» Instructions for the task: Write a continuation of the article on the medical bankruptcy study, starting after its last sentence.

» Source document:
Medical expenses contributed to about two-thirds of bankruptcy filings in the United States, according to a new study released in the American Journal of Public Health.
Dr. David Himmelstein, Distinguished Professor at the City University of New York’s Hunter College and Lecturer at Harvard Medical School, conducted the study with a team that included two doctors, two lawyers and a sociologist with the Consumer Bankruptcy Project.
They surveyed 910 Americans who filed for bankruptcy between 2013 and 2016.
- 58.5 percent of bankruptcies were caused by medical bills.
- 44.3 percent were caused, at least in part, by income loss from illness.
- 67.5 percent said that medical costs added to their bankruptcy.
Himmelstein said in a press release from the Physicians for a National Health Program, “unless you’re Bill Gates, you’re just one serious illness away from bankruptcy.”
“For middle-class Americans, health insurance offers little protection,” he continued. “Most of us have policies with so many loopholes, copayments and deductibles that illness can put you in the poorhouse.”

» Excerpted data:
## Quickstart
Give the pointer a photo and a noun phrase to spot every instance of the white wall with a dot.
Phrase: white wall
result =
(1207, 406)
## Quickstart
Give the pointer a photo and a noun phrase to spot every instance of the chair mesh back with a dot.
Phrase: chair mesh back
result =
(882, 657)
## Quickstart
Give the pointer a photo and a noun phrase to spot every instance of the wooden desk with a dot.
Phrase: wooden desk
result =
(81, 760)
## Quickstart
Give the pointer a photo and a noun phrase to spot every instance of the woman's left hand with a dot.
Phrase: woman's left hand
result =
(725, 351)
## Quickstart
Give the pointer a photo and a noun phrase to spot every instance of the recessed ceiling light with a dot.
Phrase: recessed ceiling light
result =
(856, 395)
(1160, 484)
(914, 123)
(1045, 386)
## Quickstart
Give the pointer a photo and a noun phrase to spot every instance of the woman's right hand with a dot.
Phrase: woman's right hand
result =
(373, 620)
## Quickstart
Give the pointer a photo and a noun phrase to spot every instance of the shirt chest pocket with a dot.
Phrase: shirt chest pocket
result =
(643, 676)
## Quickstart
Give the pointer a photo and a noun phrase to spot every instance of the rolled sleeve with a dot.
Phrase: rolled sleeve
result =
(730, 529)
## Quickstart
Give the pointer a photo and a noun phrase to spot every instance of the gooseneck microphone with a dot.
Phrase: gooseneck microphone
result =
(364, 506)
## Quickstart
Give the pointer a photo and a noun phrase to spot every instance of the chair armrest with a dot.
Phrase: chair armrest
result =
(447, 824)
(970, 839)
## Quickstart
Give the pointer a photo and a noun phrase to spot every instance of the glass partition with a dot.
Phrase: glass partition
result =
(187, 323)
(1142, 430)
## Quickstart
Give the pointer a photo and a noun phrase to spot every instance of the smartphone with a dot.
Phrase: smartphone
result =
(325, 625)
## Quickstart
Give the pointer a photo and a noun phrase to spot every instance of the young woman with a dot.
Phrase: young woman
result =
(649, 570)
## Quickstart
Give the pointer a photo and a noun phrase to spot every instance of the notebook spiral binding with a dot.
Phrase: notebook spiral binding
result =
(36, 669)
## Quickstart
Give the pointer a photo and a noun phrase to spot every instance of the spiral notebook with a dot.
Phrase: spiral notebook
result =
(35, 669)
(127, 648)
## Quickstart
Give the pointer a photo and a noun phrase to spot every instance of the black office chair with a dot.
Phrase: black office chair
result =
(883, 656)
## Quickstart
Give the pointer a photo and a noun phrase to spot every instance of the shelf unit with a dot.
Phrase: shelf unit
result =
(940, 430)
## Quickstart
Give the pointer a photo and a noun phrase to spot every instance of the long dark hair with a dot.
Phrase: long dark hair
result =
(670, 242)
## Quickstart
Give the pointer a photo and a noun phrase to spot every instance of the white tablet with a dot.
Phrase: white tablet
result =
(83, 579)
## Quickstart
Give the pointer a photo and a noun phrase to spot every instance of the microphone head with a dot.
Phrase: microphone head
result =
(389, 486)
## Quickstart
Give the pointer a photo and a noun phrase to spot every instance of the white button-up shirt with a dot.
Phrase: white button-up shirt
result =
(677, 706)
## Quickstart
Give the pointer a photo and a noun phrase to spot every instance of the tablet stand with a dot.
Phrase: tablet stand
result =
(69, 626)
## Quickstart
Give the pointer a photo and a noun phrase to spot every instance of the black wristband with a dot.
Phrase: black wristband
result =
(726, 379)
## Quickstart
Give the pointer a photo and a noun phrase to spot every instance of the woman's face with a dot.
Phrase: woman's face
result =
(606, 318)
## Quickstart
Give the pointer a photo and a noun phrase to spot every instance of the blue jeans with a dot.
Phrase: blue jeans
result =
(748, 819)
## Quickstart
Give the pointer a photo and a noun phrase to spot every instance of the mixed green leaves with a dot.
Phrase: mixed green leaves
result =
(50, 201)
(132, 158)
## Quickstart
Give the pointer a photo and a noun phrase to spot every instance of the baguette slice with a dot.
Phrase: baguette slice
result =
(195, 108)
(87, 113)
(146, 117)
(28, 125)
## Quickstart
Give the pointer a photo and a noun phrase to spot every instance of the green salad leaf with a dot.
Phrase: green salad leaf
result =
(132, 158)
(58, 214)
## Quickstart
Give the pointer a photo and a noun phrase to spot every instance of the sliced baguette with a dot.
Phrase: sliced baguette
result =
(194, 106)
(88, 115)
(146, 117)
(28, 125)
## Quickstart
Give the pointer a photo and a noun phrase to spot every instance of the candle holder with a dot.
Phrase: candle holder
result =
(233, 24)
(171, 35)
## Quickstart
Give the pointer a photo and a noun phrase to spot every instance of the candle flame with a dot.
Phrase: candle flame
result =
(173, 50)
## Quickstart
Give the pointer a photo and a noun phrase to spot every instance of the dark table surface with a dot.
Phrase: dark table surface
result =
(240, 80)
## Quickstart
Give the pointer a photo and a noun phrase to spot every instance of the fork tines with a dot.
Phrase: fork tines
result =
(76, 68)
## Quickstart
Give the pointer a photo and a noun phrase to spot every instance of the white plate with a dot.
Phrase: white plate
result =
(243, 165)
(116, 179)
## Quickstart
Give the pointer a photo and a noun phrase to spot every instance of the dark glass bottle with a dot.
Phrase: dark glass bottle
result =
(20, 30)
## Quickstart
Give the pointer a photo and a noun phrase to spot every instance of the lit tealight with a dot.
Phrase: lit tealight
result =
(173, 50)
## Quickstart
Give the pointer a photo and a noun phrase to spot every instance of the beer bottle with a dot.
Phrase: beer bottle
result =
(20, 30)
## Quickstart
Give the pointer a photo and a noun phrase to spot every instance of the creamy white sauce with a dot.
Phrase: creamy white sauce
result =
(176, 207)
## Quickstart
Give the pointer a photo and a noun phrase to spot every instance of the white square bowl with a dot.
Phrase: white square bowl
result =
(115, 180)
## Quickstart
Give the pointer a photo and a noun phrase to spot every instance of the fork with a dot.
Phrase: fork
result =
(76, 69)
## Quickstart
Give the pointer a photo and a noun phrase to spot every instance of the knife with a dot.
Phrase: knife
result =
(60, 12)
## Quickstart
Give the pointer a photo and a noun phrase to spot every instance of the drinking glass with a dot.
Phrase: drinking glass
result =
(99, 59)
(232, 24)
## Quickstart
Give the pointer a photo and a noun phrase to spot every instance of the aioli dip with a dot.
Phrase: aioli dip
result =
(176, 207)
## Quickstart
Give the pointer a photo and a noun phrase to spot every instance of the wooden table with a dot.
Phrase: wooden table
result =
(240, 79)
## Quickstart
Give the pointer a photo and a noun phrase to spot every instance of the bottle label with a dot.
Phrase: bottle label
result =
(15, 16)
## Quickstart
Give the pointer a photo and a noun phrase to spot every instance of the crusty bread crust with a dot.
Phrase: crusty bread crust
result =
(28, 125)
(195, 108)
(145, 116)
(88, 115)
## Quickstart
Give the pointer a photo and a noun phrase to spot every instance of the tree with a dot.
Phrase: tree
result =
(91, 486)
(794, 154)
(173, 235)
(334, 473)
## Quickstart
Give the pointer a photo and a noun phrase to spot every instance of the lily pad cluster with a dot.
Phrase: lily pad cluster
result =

» Your response:
“Even the best job-based health insurance often vanishes when prolonged illness causes job loss – just when families need it most. Private health insurance is a defective product, akin to an umbrella that melts in the rain.”
“In the Supreme Court’s words, bankruptcy is a fresh start for the ‘honest but unfortunate debtor.’ Our study shows that for many bankruptcy debtors, the misfortune continues to come from the way we pay for healthcare,” said Robert M. Lawless, one of the study’s co-authors and the Max L. Rowe Professor of Law at the University of Illinois College of Law.